* Document excerpt
Guest Column | April 13, 2021

Considerations In Commercializing HSC Gene Therapies For Rare Disease

By Braden Parker, chief commercial officer, Orchard Therapeutics

iStock-1015942770-stem cells

The transformative potential of gene therapy is bringing renewed hope to the rare disease community, but with scientific progress comes the need for innovation and creativity in making new treatment paradigms a reality. Our global healthcare system is at an inflection point; the chronic care model that has been the foundation of disease management and treatment for so long is being upturned in the advent of potentially curative, one-time therapies. As a result, patients, industry, policymakers, payers, and other stakeholders need to coalesce around critical issues that will make identifying, treating, and supporting patients possible. Below, I’ve shared a few areas the team at Orchard is focused on as we work to build a commercial infrastructure that can realize the full potential of Hematopoeitic Stem Cell (HSC) gene therapy.

* Saved entries
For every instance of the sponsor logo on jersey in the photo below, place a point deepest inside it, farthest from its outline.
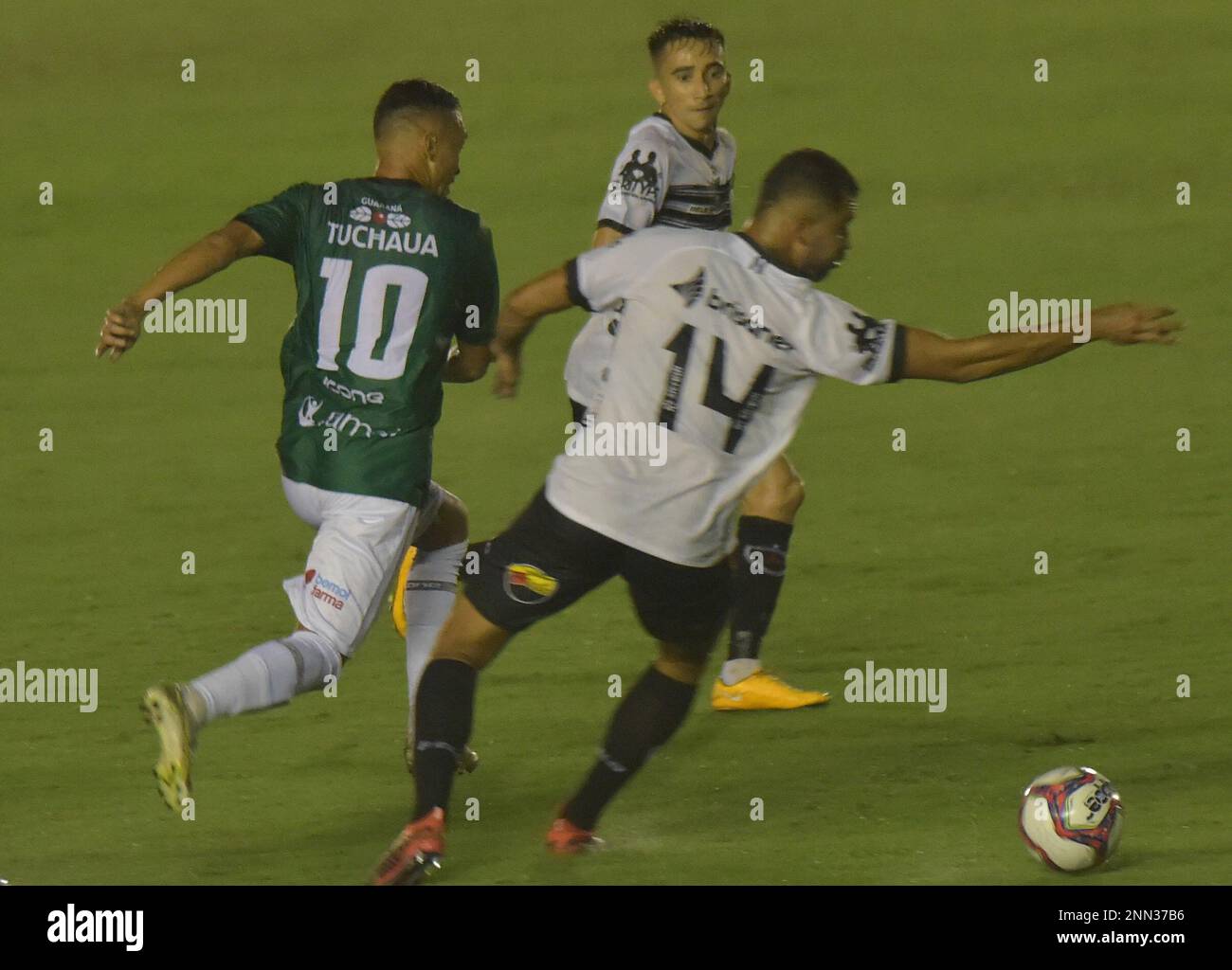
(639, 176)
(691, 290)
(308, 409)
(327, 591)
(869, 336)
(381, 238)
(530, 584)
(353, 394)
(344, 422)
(371, 213)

* Your task
Please carry on the column on commercializing HSC gene therapies for rare disease from its last sentence. You can leave the items aside.

* Answer for this exercise
Finding Patients Early Enough to Make a Difference

Thanks to recent medical advances, many rare but devastating or fatal disorders may soon have potentially curative therapeutic options. Early diagnosis is especially important for conditions that are rapidly degenerative to evaluate potential interventions. With a wave of potentially transformative therapies approaching commercialization, ensuring equitable and timely newborn screening and diagnostic testing is critical.

In the short-term, Orchard is focusing on greater disease education and physician awareness of these rare but fatal conditions. Importantly, we are supporting newborn screening pilots in the U.S. and across Europe to gather the data necessary for inclusion on national and local newborn screening panels. We know the work won’t stop there—we will continue to pursue innovations in diagnostics and work alongside the global advocacy community to advocate for equitable newborn screening for rare diseases where early intervention may prevent unnecessary morbidity or mortality.

Navigating the Evolving Landscape

Centers of Excellence

An important step in ensuring access to approved gene therapies is establishing qualified treatment centers. Recognizing that the administration of these gene therapies requires unique expertise, the process to identify, train and certify these centers is robust. Orchard has undertaken a rigorous process in identifying potential treatment centers that offer expertise in certain diseases, support for patients and their families through the journey, history of successful cross-border access for patients, and excellence in distribution and logistics. Currently, Orchard is working toward the qualification of five treatment centers in Europe. Recognizing that the number of treatment centers will be limited, excellence in facilitating cross-border healthcare will be critical to ensuring the treatment of eligible children.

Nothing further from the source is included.